=== TO BE DONE ===
Reproduce every line of the data below verbatim, leaving out nothing and changing nothing.

=== DATA EXCERPTS ===
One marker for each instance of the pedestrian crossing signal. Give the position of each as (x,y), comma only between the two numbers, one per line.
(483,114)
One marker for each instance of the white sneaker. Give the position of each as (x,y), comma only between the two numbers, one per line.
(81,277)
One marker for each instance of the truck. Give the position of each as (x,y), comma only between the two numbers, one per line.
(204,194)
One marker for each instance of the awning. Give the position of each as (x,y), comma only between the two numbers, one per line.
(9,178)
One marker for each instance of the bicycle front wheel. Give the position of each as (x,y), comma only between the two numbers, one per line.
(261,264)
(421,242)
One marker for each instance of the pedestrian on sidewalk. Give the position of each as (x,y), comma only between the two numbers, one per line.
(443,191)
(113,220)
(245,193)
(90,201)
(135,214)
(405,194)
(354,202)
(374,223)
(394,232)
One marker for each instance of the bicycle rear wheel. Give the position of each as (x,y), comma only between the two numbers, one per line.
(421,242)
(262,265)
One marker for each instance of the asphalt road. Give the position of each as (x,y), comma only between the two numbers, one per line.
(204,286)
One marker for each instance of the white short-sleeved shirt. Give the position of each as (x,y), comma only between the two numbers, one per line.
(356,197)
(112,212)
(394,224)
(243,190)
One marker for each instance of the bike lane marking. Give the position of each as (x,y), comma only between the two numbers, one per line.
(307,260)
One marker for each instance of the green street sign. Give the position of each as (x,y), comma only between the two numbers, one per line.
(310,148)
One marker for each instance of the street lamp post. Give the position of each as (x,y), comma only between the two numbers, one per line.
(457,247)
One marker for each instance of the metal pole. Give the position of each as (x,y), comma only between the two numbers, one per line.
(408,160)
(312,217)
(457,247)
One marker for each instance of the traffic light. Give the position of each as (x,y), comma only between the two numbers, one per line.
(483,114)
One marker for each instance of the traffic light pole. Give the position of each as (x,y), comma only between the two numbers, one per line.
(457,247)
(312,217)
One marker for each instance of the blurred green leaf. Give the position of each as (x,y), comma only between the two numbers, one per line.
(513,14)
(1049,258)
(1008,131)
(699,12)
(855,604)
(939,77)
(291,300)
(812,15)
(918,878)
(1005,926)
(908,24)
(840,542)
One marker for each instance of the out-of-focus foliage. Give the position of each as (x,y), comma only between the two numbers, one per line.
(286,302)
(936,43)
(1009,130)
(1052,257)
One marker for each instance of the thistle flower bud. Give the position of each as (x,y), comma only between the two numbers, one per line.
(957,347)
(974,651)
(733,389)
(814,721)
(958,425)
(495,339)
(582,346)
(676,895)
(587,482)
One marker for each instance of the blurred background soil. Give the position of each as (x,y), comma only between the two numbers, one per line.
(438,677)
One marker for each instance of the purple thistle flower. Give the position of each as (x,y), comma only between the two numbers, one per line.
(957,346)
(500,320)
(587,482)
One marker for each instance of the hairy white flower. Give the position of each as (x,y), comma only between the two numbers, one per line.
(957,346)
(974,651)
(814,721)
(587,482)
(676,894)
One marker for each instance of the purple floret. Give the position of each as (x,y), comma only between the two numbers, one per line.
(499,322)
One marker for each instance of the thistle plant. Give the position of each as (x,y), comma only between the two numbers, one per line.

=== CORRECT ANSWER ===
One marker for each instance of the pedestrian crossing signal. Give the position of each as (x,y), comma only between the two numbers, one per line.
(483,114)
One marker for each instance of the white sneaker. Give the position of each as (x,y), comma only between the two numbers, one per line.
(81,277)
One marker for each instance of the truck. Give the position of each as (x,y), comma only between the two numbers, one per line.
(204,194)
One marker for each instance of the awning. Give the position of each as (x,y), comma only between the two numbers, one per line.
(9,178)
One marker for each instance of the bicycle front wheel. Give the position of each as (x,y), comma only between the two numbers, one per line.
(261,264)
(421,242)
One marker for each instance of the pedestrian on sidewalk. Give the position of each as (x,y), comma only between the two numbers, one per line.
(443,191)
(113,220)
(245,193)
(90,201)
(135,214)
(405,194)
(354,202)
(374,223)
(394,232)
One marker for each instance of the bicycle rear wheel. Give the position of each as (x,y), comma only between the two numbers, one per line.
(421,242)
(262,265)
One marker for each instance of the asphalt road. Give the position of each as (x,y), comma only between the two numbers, one per line.
(204,286)
One marker for each instance of the white short-sleeved shirt. Give the position of each as (x,y), comma only between the two numbers, one per line.
(356,197)
(112,212)
(394,224)
(243,190)
One marker for each instance of the bike lane marking. Give the position of each as (x,y), comma only between the two numbers, one per line.
(307,260)
One marker for each instance of the green street sign. Give the position of each as (x,y), comma only between the two numbers, one per line.
(310,148)
One marker for each instance of the street lamp post. Give the position of each as (x,y), comma only between the two numbers, one per line.
(457,247)
One marker for each instance of the metal pole. Give the position of each as (x,y), comma only between the two numbers, one per line.
(408,160)
(312,217)
(457,247)
One marker for each instance of the traffic light. Give the position of each as (x,y), comma only between the two numbers, one per line.
(483,114)
One marker for each instance of the traffic light pole. Give the position of each as (x,y), comma only between the two numbers, one per line.
(457,247)
(312,217)
One marker for each instance of the blurred green leaf. Give the position of each as (x,y), comma only between the two numbers, one per line.
(513,14)
(1049,258)
(1008,131)
(699,12)
(855,604)
(939,77)
(291,300)
(812,15)
(918,878)
(1005,926)
(908,24)
(840,542)
One marker for each instance of the out-of-focus foliage. Give the position of each as (x,y), comma only between the two numbers, one per line.
(286,302)
(936,43)
(1009,130)
(1052,257)
One marker for each instance of the thistle flower bud. Give the position of each as (x,y), comma only between the two numbers, one per line.
(957,347)
(974,651)
(733,389)
(814,721)
(958,425)
(495,339)
(582,346)
(676,895)
(587,482)
One marker for each instance of the blurred background soil. Give the position of each as (x,y), comma only between the two numbers, one per line.
(438,677)
One marker for each instance of the purple thistle flower. Give the position of each as (x,y), comma only between the two numbers, one per line.
(957,346)
(500,320)
(587,482)
One marker for each instance of the hairy white flower. Give the position of each as (x,y), comma only between the two numbers, one per line.
(957,346)
(974,651)
(814,721)
(587,482)
(676,894)
One marker for each instance of the purple floret. Give the position of each as (x,y), comma only between the two numbers, one per line.
(499,322)
One marker for each instance of the thistle plant. Give the position of each as (x,y), comma only between the two numbers, one per line.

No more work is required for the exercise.